* **Text passage**:
☆ ☆ ☆ ☆

Summit Therapeutics Inc. (SMMT) saw its stock plunge approximately 23% on Friday afternoon, with shares trading at $16.60, following an interim update from the HARMONi-3 trial that failed to deliver the early positive data investors were anticipating. The biotech's high-profile lung cancer candidate, ivonescimab, did not provide the early upside the market was hoping for, triggering a sharp selloff.
In contrast, Merck & Co. (MRK), whose blockbuster drug Keytruda serves as the comparator in the trial, saw its shares rise 3% on the day. The divergence highlights the high-stakes nature of the competition between the two therapies in the first-line metastatic non-small cell lung cancer (NSCLC) setting.
Ivonescimab, known as SMT112 in Summit's licensed territories, is a bispecific antibody that targets both PD-1 and VEGF, combining two mechanisms of action in a single molecule. Summit licenses the therapy from Chinese biotech Akeso, holding rights across the Americas, Europe, Japan, and other markets outside Akeso's retained regions.
The HARMONi-3 trial is evaluating ivonescimab plus chemotherapy against Keytruda (pembrolizumab) plus chemotherapy in patients receiving first-line treatment for metastatic NSCLC. Summit reported that after an early interim analysis of progression-free survival (PFS), an independent data monitoring committee recommended the trial continue as planned, with no safety concerns flagged and the double-blind design maintained.
Progression-free survival measures how long patients live without their disease worsening. Leerink Partners analyst Daina Graybosch described the stock move as "reasonable" but highlighted "considerable uncertainty" ahead, noting a potential hazard ratio between 0.75 and 0.60, which would represent a 25% to 40% reduction in the risk of progression. Hazard ratios below 1 favor the Summit regimen.
The market's reaction was amplified by the competitive context. In China, Akeso's HARMONi-2 trial showed ivonescimab alone outperformed Keytruda by 49% in PFS among PD-L1-positive NSCLC patients. Another study, HARMONi-6, demonstrated a 40% PFS advantage for ivonescimab plus chemo over BeiGene's Tevimbra plus chemo in squamous NSCLC. These results had raised expectations for the global data.

☆ ☆ ☆ ☆

* **Prompt 1**: Transcribe the portion of the article on Summit Therapeutics between "Summit Therapeutics Inc." and "a sharp selloff.", inclusive.
* **Prompt 2**: According to the article on Summit Therapeutics, from which company does Summit license ivonescimab?
* **Prompt 3**: Write the next part of the article on Summit Therapeutics' stock decline, picking up after its final sentence.
The dataset entries are not needed for any of this work.

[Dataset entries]

☆ ☆ ☆ ☆

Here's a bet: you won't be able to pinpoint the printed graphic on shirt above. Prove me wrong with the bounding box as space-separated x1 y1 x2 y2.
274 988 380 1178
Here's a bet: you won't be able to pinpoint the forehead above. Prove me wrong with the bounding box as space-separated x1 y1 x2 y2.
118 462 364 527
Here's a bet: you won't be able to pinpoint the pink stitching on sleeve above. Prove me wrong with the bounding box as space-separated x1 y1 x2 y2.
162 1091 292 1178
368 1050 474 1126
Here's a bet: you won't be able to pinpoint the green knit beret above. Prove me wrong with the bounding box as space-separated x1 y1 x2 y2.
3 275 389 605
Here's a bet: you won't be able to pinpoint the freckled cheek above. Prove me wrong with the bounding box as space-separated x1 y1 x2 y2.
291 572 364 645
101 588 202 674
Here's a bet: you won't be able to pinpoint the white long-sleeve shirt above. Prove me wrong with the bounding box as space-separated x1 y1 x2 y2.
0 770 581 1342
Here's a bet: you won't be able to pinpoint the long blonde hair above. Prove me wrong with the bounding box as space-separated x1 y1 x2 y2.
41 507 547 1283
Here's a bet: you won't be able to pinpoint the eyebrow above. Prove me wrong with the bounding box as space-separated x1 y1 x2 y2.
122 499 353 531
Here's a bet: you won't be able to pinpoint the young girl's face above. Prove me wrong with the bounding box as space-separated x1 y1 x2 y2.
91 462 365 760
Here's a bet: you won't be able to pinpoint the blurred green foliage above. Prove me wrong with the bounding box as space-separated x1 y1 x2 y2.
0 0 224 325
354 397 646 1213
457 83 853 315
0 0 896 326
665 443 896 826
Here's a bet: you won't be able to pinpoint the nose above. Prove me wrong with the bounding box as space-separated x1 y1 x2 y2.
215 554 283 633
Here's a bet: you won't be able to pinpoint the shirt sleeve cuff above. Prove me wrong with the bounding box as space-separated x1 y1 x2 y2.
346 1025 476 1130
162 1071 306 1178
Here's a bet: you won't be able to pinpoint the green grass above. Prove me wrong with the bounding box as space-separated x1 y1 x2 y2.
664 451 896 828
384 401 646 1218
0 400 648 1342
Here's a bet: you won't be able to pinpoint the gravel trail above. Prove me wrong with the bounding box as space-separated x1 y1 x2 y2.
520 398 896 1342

☆ ☆ ☆ ☆

* **Task result 1**:
Summit Therapeutics Inc. (SMMT) saw its stock plunge approximately 23% on Friday afternoon, with shares trading at $16.60, following an interim update from the HARMONi-3 trial that failed to deliver the early positive data investors were anticipating. The biotech's high-profile lung cancer candidate, ivonescimab, did not provide the early upside the market was hoping for, triggering a sharp selloff.

* **Task result 2**: Summit licenses ivonescimab from the Chinese biotech Akeso.

* **Task result 3**:
Investors are now focusing on the upcoming overall survival (OS) readout from the China-based HARMONi-6 trial, which is set to be presented at the American Society of Clinical Oncology (ASCO) plenary session on May 31. Overall survival is a tougher benchmark and often carries more weight with both investors and regulators in late-stage cancer trials.
Meanwhile, Summit's financial results for the first quarter show rising costs. The company reported a non-GAAP net loss of $116.6 million, more than double the $51.8 million loss in the same period last year. Cash and short-term investments declined to $598.7 million from $713.4 million at year-end, reflecting the ongoing investment in clinical development.
Adding to the uncertainty, Summit's application for ivonescimab in EGFR-mutated lung cancer is under FDA review. According to Summit's 10-Q filing, the agency has indicated it expects to see a statistically significant overall survival benefit for approval in this indication, suggesting that PFS data alone may not be sufficient.
Friday's update leaves HARMONi-3 ongoing but without any unblinded data or clarity on effect size. Investors are now in a holding pattern, awaiting both the final global PFS data expected later this year and the China OS results at ASCO. For now, the stock price reflects the significant trial risk that remains.